Exercise objective |
Pick up the weekly news briefs from December 1, 2006 below and continue them from their final sentence.

Provided passage |
┄┄┄┄┄┄
Weekly World News Briefs
Friday, December 1, 2006
Alexander Litvinenko, the Russian and ex-KGB agent that died last week in a London hospital, was found to have been poisoned by Polonium-210, a radioactive isotope. Since this finding, several sites and people that were in close contact with the former spy in his last hours have tested positive for small amounts of radiation. Over 500 people in the UK have gone in for testing, and 24 have had to be hospitalized. Mario Scaramella, the Italian professor with whom Litvinenko shared what was to be his last meal, is also contaminated. Two British Airways planes, which Litvinenko presumably boarded after being contaminated, had to be taken off circulation on Wednesday, as they too showed traces of radiation, which might have contaminated the thousands of passengers that flew in them in the week intervening since Litvinenko’s death. The British daily The Guardian is reporting that rogue elements of the Russian state security apparatus might have been responsible for the murder.
Pope Visits Turkey
Amid unprecedented security measures, Pope Benedict XVI visited Turkey, his first trip to a predominantly Muslim country after his infamous Regensburg speech in which he allegedly blasted Islam. The trip went smoothly, and the Pope used the visit to make amends with Muslims. It included a meeting with Turkish Prime Minister Recep Erdogan in which he expressed a measure of support for Turkey’s bid to join the EU, and a visit to Istanbul’s Blue Mosque, where he prayed facing Mecca together with local Muslims. The trip has been considered a diplomatic success by European and Turkish press alike.
Ecuador Follows in Leftist Trend in Latin America
Last Tuesday, Rafael Correa was named new president of Ecuador, after winning 57% of the vote in his runoff electoral showdown with Álvaro Noboa. Despite being US-educated, Correa is firmly situated to the left of the political spectrum, and is considered the latest episode in the resurgence of left-wing politicians in Latin America, after Venezuela's Hugo Chávez and Bolivia's Evo Morales. Correa has expressed opposition to free-trade with the US, and a desire to rejoin OPEC (Ecuador is a modest petroleum producer). However, his main priority will be to convene an elected assembly to rewrite Ecuador’s constitution.
┄┄┄┄┄┄
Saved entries
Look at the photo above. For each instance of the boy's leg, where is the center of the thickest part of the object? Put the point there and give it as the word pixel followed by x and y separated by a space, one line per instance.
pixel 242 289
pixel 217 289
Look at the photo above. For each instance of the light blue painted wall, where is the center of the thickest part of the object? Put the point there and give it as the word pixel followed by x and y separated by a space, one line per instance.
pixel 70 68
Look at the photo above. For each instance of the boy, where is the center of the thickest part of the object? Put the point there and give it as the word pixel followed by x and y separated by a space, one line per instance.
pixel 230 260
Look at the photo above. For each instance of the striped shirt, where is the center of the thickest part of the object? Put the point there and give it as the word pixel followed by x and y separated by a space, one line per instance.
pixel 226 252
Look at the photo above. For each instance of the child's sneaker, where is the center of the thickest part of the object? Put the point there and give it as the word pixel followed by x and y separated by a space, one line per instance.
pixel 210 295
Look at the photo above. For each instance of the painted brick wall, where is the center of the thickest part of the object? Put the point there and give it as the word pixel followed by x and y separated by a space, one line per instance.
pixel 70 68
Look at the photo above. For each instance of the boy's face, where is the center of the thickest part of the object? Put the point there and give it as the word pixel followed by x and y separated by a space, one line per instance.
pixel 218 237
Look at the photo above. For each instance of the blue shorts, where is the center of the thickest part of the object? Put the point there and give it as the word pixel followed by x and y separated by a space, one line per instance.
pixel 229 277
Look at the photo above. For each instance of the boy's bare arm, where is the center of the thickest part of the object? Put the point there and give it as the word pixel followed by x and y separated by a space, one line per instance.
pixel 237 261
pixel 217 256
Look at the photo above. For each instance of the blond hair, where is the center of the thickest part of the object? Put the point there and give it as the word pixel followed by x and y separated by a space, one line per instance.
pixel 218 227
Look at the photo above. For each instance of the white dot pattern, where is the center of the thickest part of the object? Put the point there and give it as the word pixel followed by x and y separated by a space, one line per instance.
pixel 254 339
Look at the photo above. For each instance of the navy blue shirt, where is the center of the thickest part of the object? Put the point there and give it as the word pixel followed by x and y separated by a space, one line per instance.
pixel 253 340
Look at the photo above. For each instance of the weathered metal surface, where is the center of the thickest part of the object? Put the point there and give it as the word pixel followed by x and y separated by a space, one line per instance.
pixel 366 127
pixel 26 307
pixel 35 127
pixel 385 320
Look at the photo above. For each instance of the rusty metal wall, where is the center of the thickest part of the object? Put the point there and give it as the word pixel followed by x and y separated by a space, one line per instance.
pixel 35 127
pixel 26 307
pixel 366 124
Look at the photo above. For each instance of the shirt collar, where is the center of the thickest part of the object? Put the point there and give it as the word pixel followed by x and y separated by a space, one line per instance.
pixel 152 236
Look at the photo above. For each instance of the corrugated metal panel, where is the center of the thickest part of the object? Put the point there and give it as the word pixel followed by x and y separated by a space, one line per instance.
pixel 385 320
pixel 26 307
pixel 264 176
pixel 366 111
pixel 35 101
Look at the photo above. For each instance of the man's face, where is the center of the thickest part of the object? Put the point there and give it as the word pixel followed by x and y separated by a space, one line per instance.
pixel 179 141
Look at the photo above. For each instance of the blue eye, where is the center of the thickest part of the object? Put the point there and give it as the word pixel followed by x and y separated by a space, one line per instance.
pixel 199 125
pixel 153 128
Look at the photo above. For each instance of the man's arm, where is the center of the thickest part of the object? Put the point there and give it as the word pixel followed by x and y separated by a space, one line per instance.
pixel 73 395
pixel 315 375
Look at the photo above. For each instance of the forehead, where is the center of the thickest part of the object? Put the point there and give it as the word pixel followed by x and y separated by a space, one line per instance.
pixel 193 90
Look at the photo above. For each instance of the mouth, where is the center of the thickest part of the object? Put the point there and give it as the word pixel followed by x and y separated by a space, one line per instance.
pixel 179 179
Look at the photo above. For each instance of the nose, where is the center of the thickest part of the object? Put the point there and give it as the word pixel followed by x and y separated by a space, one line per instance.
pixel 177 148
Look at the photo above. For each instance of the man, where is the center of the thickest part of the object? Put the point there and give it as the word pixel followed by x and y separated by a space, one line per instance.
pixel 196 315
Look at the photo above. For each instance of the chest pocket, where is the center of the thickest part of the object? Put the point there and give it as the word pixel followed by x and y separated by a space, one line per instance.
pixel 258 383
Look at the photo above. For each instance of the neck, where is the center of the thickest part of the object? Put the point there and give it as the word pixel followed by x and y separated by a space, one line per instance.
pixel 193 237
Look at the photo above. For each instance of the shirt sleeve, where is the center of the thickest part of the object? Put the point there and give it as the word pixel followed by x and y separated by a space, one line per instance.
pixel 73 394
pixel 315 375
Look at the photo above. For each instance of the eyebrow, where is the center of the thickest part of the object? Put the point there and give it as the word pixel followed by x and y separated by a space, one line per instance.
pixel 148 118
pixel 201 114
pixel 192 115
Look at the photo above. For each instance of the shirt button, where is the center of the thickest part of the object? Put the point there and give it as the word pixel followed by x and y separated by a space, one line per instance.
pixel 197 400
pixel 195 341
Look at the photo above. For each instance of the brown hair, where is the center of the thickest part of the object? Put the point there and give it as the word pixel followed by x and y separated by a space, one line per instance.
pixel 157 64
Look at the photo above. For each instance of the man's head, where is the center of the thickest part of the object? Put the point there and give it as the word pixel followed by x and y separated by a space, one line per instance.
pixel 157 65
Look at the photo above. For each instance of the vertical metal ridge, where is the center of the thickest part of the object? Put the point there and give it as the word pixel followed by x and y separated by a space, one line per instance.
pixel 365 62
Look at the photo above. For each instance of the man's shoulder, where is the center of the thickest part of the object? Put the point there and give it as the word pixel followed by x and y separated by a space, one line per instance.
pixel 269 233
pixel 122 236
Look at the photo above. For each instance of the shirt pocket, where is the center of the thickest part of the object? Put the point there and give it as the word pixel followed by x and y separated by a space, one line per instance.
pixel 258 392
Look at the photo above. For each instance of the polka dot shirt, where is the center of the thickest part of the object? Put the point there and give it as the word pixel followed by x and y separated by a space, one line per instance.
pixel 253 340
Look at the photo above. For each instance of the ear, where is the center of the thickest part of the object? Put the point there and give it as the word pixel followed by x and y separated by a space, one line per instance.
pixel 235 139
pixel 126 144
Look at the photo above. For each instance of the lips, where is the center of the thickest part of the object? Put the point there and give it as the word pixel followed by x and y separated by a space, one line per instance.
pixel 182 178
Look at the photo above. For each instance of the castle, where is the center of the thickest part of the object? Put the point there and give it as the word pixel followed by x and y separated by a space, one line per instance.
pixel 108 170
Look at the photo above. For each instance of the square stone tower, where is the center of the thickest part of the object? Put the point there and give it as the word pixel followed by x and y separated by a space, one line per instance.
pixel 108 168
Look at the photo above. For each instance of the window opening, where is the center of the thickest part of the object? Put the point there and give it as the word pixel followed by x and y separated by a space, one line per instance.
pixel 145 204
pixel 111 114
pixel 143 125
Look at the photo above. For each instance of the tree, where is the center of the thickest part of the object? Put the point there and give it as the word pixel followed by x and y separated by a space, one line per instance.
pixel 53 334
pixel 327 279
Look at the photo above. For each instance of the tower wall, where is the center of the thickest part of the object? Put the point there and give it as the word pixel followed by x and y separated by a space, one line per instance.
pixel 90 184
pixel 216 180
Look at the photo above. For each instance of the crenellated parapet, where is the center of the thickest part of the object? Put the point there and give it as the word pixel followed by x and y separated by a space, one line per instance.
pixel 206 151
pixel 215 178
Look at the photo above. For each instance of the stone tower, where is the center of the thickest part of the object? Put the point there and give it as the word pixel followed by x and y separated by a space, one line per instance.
┄┄┄┄┄┄
Response area |
Chaos in the Mexican Parliament as New President Takes Office
Mexican President-elect Felipe Calderón managed to get himself sworn into office on Friday, after a throng of bodyguards had to carve him a path to the parliamentary dais where he received the presidential sash from his predecessor, Vicente Fox. During the last two days, the Mexican Parliament has borne witness to shoving matches and the occasional fistfight between Calderón's MPs and those elected for Andres Manuel López Obrador's PRD party. During the 4-minute long oath ceremony, Calderón was showered with a barrage of whistles, jeers and insults from the opposition MPs. To this day, López Obrador has refused to recognize the result of the elections, which he lost by about half a percentage point, and declared himself the true president in a rally in Mexico DF’s Zócalo square. The Mexican Supreme Court has upheld the validity of the results. Mexican experts and international observers that travelled to Mexico for the ceremony have expressed serious concerns for the country’s political climate.